Das gesamte folgende Material ist in eine JSON-Liste von Zeichenketten zu übertragen, wobei jede Zeile eine eigene Zeichenkette ergibt. Leerzeilen werden dabei weggelassen.

[Datensätze]
((

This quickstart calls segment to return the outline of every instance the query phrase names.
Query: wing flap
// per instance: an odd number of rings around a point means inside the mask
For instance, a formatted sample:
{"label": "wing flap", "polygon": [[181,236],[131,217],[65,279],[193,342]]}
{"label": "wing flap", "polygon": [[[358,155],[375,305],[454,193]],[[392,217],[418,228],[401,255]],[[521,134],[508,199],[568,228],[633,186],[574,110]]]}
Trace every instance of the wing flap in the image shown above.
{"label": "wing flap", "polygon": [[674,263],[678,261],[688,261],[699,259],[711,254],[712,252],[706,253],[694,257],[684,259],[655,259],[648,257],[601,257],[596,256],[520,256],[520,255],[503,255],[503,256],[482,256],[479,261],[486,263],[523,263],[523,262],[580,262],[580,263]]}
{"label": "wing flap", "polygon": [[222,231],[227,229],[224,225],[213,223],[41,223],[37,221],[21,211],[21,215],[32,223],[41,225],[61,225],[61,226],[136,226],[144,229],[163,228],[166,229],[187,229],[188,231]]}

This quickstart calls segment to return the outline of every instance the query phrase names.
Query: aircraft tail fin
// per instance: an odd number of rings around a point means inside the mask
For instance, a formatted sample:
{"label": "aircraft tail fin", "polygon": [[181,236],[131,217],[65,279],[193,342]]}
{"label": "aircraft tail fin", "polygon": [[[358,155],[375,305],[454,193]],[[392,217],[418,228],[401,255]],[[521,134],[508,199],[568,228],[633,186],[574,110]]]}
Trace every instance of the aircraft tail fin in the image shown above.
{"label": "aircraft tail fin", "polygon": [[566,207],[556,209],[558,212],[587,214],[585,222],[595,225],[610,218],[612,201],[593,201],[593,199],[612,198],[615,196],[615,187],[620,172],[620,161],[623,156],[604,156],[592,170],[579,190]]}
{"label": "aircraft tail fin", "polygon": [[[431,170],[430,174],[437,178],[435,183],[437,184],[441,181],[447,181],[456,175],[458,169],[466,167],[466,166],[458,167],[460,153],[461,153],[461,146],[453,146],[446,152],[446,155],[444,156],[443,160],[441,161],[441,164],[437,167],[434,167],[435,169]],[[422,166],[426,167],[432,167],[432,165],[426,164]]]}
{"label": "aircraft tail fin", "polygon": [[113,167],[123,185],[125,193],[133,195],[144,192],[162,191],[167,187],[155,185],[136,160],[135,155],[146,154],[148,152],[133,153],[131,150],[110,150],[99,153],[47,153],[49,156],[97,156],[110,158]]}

))

(Lösung):
[
  "This quickstart calls segment to return the outline of every instance the query phrase names.",
  "Query: wing flap",
  "// per instance: an odd number of rings around a point means inside the mask",
  "For instance, a formatted sample:",
  "{\"label\": \"wing flap\", \"polygon\": [[181,236],[131,217],[65,279],[193,342]]}",
  "{\"label\": \"wing flap\", \"polygon\": [[[358,155],[375,305],[454,193]],[[392,217],[418,228],[401,255]],[[521,134],[508,199],[568,228],[633,186],[574,110]]]}",
  "Trace every instance of the wing flap in the image shown above.",
  "{\"label\": \"wing flap\", \"polygon\": [[674,263],[678,261],[688,261],[699,259],[711,254],[712,252],[706,253],[694,257],[684,259],[655,259],[648,257],[601,257],[596,256],[520,256],[520,255],[503,255],[503,256],[482,256],[479,261],[486,263],[523,263],[523,262],[580,262],[580,263]]}",
  "{\"label\": \"wing flap\", \"polygon\": [[222,231],[227,229],[224,225],[213,223],[41,223],[37,221],[21,211],[21,215],[32,223],[41,225],[61,225],[61,226],[136,226],[144,229],[163,228],[166,229],[187,229],[188,231]]}",
  "This quickstart calls segment to return the outline of every instance the query phrase names.",
  "Query: aircraft tail fin",
  "// per instance: an odd number of rings around a point means inside the mask",
  "For instance, a formatted sample:",
  "{\"label\": \"aircraft tail fin\", \"polygon\": [[181,236],[131,217],[65,279],[193,342]]}",
  "{\"label\": \"aircraft tail fin\", \"polygon\": [[[358,155],[375,305],[454,193]],[[392,217],[418,228],[401,255]],[[521,134],[508,199],[568,228],[633,186],[574,110]]]}",
  "Trace every instance of the aircraft tail fin in the image shown above.",
  "{\"label\": \"aircraft tail fin\", \"polygon\": [[566,207],[556,209],[558,212],[587,214],[585,222],[595,225],[610,218],[612,201],[593,201],[593,199],[612,198],[615,196],[615,187],[620,172],[620,161],[623,156],[604,156],[592,170],[579,190]]}",
  "{\"label\": \"aircraft tail fin\", \"polygon\": [[[431,170],[430,174],[437,178],[435,183],[437,184],[441,181],[447,181],[456,175],[458,169],[466,167],[466,166],[458,167],[460,153],[461,153],[461,146],[453,146],[446,152],[446,155],[444,156],[443,160],[441,161],[441,164],[437,167],[434,167],[435,169]],[[422,166],[426,167],[432,167],[432,165],[426,164]]]}",
  "{\"label\": \"aircraft tail fin\", \"polygon\": [[113,167],[123,185],[125,193],[133,195],[144,192],[162,191],[167,187],[155,185],[136,160],[135,155],[146,154],[148,152],[133,153],[131,150],[110,150],[99,153],[47,153],[49,156],[97,156],[110,158]]}"
]